SHORT PROBLEM: Recast the data below as a numbered list, from the line containing "Each instance of the dark wooden" through the line containing "(1033, 214)", with blank lines left out.

──────────

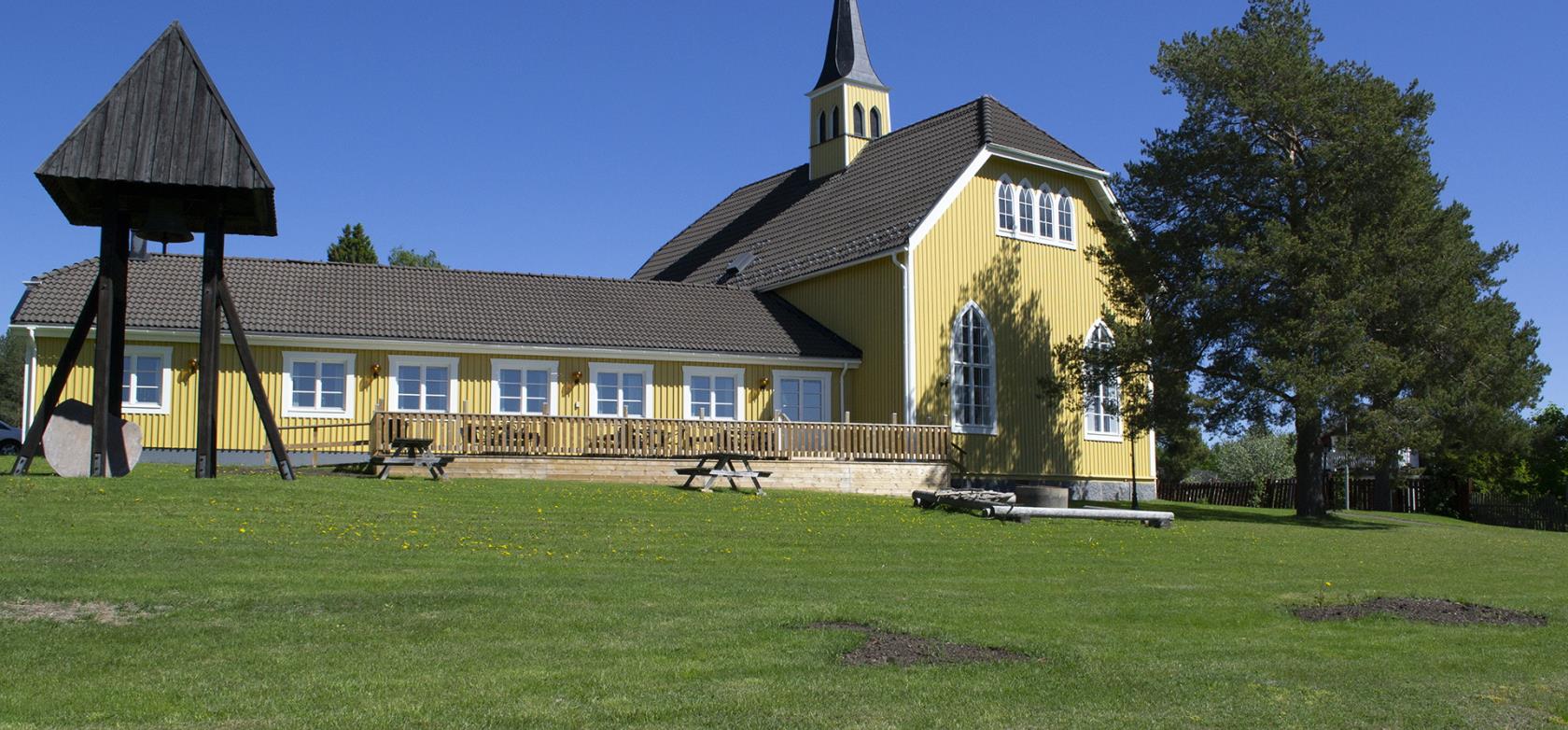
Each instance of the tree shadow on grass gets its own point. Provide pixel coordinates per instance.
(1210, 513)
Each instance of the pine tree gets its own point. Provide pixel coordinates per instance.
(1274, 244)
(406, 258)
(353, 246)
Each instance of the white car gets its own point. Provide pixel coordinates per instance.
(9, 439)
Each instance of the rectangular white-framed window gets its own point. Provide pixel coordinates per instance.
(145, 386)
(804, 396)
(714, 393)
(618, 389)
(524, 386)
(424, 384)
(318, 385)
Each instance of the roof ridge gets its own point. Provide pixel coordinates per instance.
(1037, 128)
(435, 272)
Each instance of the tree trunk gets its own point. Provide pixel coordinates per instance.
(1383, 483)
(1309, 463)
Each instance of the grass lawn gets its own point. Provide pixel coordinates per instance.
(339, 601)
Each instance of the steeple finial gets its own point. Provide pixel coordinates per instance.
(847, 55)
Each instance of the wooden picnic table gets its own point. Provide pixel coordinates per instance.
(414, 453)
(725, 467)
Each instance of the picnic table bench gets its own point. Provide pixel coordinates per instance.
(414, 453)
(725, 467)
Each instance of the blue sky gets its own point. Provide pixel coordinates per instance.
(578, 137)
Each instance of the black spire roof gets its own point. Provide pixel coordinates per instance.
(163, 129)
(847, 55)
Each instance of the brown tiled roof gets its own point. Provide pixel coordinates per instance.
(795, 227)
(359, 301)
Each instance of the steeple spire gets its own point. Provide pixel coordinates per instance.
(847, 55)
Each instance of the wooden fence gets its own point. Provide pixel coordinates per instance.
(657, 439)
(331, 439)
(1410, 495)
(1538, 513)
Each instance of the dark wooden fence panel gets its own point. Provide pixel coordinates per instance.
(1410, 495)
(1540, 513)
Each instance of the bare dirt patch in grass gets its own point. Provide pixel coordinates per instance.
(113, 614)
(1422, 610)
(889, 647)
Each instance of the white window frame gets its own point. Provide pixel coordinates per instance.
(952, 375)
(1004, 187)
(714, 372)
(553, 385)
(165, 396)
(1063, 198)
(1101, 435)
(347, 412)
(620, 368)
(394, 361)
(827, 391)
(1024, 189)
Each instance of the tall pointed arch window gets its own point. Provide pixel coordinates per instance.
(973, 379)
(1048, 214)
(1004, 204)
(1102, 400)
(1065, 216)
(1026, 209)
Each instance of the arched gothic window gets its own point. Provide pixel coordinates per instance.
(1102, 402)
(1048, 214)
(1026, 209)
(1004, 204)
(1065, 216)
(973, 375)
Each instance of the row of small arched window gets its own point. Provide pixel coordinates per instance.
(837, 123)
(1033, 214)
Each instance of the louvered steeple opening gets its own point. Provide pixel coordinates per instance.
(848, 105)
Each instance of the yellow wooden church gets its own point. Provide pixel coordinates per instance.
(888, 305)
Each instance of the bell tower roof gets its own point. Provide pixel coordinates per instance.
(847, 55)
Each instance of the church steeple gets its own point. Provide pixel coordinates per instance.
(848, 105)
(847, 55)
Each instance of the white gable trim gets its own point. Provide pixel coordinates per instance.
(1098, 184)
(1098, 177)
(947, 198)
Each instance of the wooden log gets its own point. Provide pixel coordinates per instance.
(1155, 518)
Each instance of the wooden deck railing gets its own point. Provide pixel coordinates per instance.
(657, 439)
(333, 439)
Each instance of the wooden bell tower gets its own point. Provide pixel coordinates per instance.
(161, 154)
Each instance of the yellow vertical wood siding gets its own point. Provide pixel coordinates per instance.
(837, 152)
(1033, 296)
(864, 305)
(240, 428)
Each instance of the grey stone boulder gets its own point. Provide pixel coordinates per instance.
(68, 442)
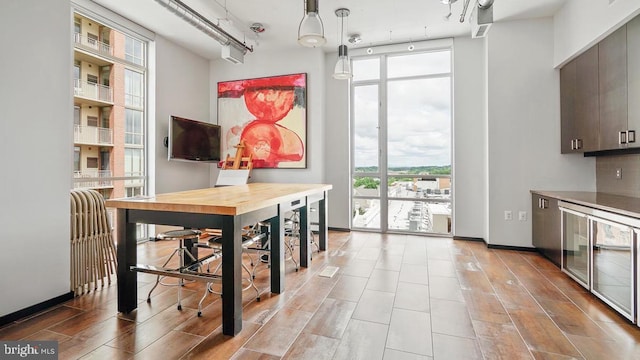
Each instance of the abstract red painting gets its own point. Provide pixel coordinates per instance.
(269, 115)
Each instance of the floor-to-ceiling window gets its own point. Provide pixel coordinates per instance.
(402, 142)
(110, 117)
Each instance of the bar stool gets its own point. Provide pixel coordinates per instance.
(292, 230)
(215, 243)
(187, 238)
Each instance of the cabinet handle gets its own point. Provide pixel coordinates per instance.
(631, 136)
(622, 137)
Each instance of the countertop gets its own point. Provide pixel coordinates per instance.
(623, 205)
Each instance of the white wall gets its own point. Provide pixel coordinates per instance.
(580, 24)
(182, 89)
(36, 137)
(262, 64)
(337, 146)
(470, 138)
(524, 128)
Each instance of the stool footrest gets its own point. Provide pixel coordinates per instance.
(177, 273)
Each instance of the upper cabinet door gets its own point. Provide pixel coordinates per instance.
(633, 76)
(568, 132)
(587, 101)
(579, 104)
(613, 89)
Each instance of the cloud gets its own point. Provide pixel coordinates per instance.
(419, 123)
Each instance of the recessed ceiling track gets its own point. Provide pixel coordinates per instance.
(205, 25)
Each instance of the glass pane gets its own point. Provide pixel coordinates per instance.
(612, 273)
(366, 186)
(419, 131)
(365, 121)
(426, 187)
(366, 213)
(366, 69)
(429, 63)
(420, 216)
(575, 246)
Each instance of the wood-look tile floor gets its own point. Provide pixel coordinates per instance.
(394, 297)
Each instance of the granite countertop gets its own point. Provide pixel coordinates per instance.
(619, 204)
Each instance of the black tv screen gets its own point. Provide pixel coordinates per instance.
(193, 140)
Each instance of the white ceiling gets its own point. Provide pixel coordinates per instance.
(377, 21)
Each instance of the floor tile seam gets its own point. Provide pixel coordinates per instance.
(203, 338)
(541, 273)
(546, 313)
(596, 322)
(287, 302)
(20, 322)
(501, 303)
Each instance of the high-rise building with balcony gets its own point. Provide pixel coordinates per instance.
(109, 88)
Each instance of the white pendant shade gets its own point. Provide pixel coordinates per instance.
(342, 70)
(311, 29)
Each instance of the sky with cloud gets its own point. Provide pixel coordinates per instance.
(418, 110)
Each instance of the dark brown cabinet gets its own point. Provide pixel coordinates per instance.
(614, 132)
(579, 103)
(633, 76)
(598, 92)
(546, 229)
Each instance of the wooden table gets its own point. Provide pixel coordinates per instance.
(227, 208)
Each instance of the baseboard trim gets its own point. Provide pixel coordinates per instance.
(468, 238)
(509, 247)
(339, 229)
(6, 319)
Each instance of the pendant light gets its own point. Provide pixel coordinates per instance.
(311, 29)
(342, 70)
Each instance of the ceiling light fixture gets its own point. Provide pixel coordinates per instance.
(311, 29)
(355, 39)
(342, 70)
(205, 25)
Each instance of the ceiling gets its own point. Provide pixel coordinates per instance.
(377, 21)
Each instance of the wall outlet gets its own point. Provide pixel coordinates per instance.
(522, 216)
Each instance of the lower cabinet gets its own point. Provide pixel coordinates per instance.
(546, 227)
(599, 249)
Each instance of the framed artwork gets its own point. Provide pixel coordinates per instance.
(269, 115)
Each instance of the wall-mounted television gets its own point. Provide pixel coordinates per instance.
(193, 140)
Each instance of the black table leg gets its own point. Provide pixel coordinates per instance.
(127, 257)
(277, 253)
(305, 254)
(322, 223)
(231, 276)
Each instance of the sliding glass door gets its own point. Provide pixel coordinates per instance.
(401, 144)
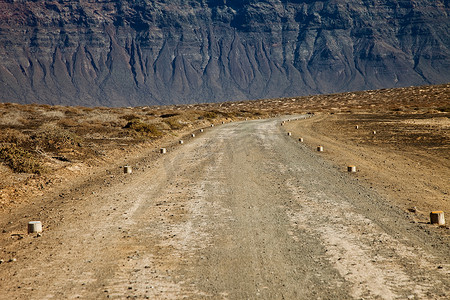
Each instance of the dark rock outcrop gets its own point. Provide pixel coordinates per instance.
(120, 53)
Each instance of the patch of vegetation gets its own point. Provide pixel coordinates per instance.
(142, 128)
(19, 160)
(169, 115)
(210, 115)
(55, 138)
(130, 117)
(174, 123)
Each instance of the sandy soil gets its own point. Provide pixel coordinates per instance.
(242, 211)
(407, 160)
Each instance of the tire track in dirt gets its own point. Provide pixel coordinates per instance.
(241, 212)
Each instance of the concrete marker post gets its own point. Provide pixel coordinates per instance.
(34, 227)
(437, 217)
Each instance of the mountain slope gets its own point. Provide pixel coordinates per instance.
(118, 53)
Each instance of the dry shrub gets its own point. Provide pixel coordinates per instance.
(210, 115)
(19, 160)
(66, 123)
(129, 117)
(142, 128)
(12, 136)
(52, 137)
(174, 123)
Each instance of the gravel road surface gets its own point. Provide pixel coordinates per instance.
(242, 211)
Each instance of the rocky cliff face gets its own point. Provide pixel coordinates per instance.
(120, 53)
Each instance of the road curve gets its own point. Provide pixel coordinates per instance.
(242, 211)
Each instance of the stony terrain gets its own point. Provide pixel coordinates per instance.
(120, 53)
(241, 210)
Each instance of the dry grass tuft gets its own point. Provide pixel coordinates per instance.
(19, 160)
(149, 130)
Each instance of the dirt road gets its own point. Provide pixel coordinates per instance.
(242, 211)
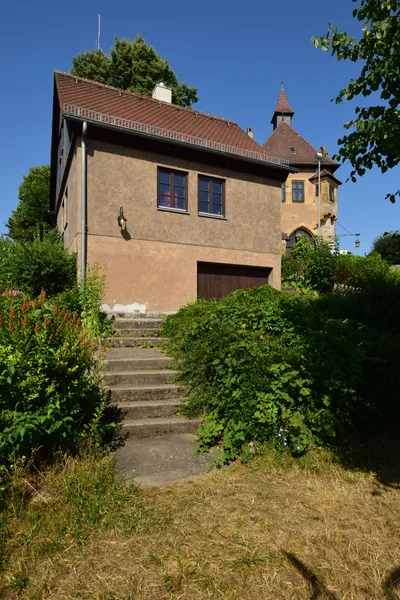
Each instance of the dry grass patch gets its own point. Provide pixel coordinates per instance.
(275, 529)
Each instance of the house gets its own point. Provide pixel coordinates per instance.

──────────

ANSWER TO THE EXERCISE:
1. Each instance of the dark wooden fence panel gets its own point. Provide pixel coordinates per instance.
2. (1410, 495)
3. (1540, 513)
4. Each instance of the bare dirt patch in grass gets its own point. Provide pixel coordinates per instance.
5. (113, 614)
6. (1422, 610)
7. (889, 647)
8. Each instance of the white window frame gets its own point. Provide pixel coordinates per instance.
9. (952, 375)
10. (1004, 187)
11. (714, 372)
12. (553, 385)
13. (165, 396)
14. (1063, 198)
15. (1101, 435)
16. (347, 412)
17. (620, 368)
18. (394, 361)
19. (827, 391)
20. (1024, 189)
21. Each instance of the tall pointed arch window gets its own point. Provide pixel coordinates per instance.
22. (973, 379)
23. (1048, 214)
24. (1004, 204)
25. (1102, 400)
26. (1065, 216)
27. (1026, 209)
28. Each instance of the arched gothic window gets its own point. Provide pixel coordinates per instance.
29. (1102, 402)
30. (1048, 214)
31. (1026, 209)
32. (1004, 204)
33. (1065, 216)
34. (973, 375)
35. Each instance of the row of small arched window gets its own point. Provide pixel coordinates per instance.
36. (837, 123)
37. (1033, 214)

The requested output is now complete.